### Source passage
• • •
State v. Kinneman

Decision Date16 August 2004
Docket NumberNo. 51400-8-I.,51400-8-I.
Citation122 Wn. App. 850,122 Wash. App. 850,95 P.3d 1277
CourtWashington Court of Appeals
PartiesSTATE of Washington, Respondent/Cross-Appellant, v. Zachary A. KINNEMAN, Appellant/Cross-Respondent.

Gregory Charles Link, Nancy P. Collins, Washington Appellate Project, Seattle, WA, for Appellant.

John Christopher Carver, King County Prosecuting Attorney, Ofc/Fraud Division, Seattle, WA, for Respondent.

APPELWICK, J.

Zachary Kinneman, an attorney, made multiple unauthorized withdrawals from his Interest on Lawyer Trust Account (IOLTA) over 16 months. He was convicted of 28 counts of first degree theft and 39 counts of second degree theft. After a restitution hearing, the trial court ordered that he pay one victim $246,770.10, and a second victim, $308,616.73 in restitution. Kinneman appeals the trial court's order, alleging that the record contained insufficient evidence to support portions of the award, and that some of the individuals to whom the court awarded restitution were not "victims" under former RCW 9.94A.142. The State cross-appeals the court's restitution award to one of the alleged victims, its denial of restitution to another victim, and the court's denial of attorney fees and costs as part of restitution. We affirm in part, reverse in part and remand.

FACTS
I. Underlying Theft

In June 1997, Zachary Kinneman, an attorney licensed to practice in the state of Washington, was hired to act as an escrow and closing agent for five separate real estate refinancings. The borrower for all five transactions was Rodney R. Brown (Brown), and the lender was Option One Mortgage Company (Option One) of California. The five properties were all located in Seattle, Washington.

Prior to the refinancing transactions, Brown, who was serving time in prison, had executed an attorney-in-fact agreement with his brother William Michael Brown (W.M.Brown). Working with a mortgage broker named James Cunningham (Cunningham), W.M. Brown applied for the five loans from Option One in his brother's name. W.M. Brown did not notify Option One of his identity and his position as attorney-in-fact; instead, he simply wrote and signed his brother's name on the loan documents. Option One approved the loans. Cunningham suggested that Kinneman be used as the escrow agent.
• • •
### Stored data
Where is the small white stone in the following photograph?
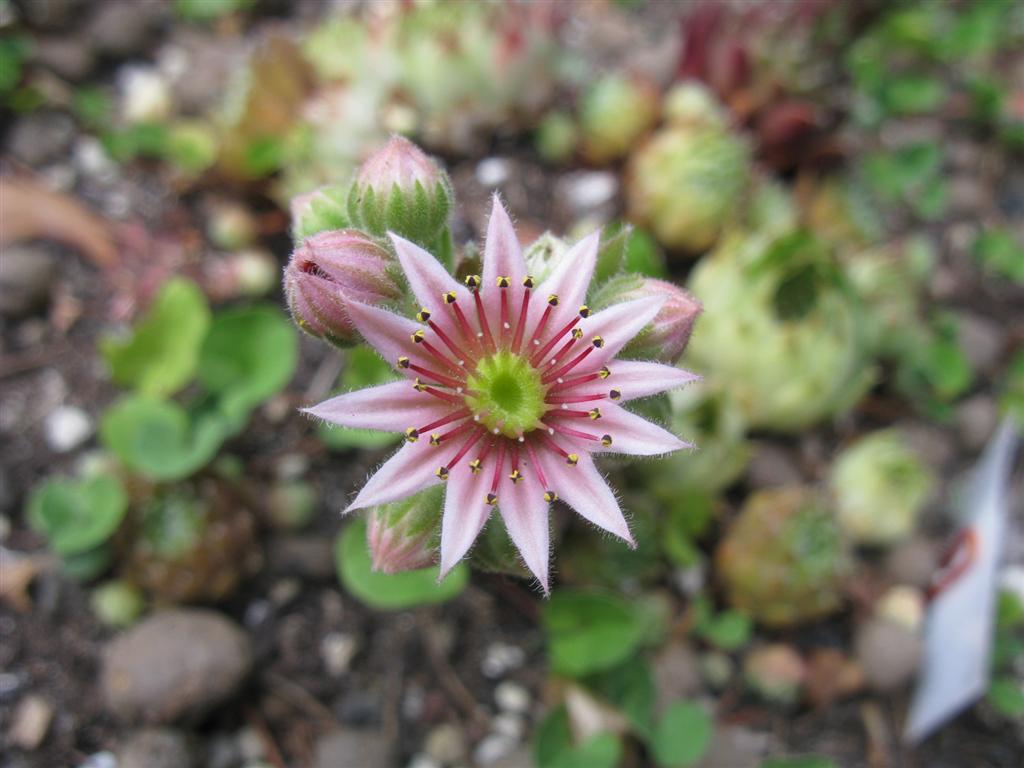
• • •
### Exercises to complete
1. In the court opinion, which company was the lender for all five refinancing transactions?
2. Could you carry the court opinion forward past its final sentence?
The material that comes after the court opinion stands apart from it.

### Exercise responses
1. Option One Mortgage Company of California.

2.
In four separate wire transfers on June 17, 1997, and one wire transfer on June 27, 1997, Option One transferred a total of $499,506.96 to Kinneman's IOLTA account at Washington Mutual Bank. In its closing instructions, Option One directed Kinneman to obtain a title insurance policy for each of the five properties, have the borrower sign all the necessary paperwork, record the deeds of trust, and pay off all prior lienholders on the properties and other intended disbursees, such as the loan broker. Shortly after the funds were deposited in his IOLTA account, Kinneman falsely notified Option One that he had complied with all of its escrow and closing instructions. At the time Kinneman made those representations to Option One, he had not in fact paid off any of the prior lienholders, and had failed to purchase title insurance on one property, the Columbia Street property, as dictated in the escrow and closing instructions. Kinneman also paid approximately $92,000 to W.M. Brown.1

Between June 17, 1997, and October 22, 1998, Kinneman made 67 separate unauthorized withdrawals from his IOLTA account, diverting over $200,000 to his own use. These unauthorized uses of escrow funds consisted of cash withdrawals, checks made payable to Kinneman, checks payable to Kinneman's other clients, and checks made payable to other individuals unrelated to the transactions for which Kinneman received the funds. Kinneman did not pay off any of the prior lienholders for the five properties in July 1997, as he had informed Option One, but, he eventually paid two of the lienholders as originally instructed. In February 1998, Kinneman removed $69,850 from the IOLTA to pay off a prior lienholder for the 27th Avenue property shortly before a scheduled foreclosure. In July 1998, he removed $56,489.67 from the account to pay off a prior lienholder for the Courtland Place property just prior to its scheduled foreclosure. Kinneman never paid off the pre-existing loans on the remaining three properties.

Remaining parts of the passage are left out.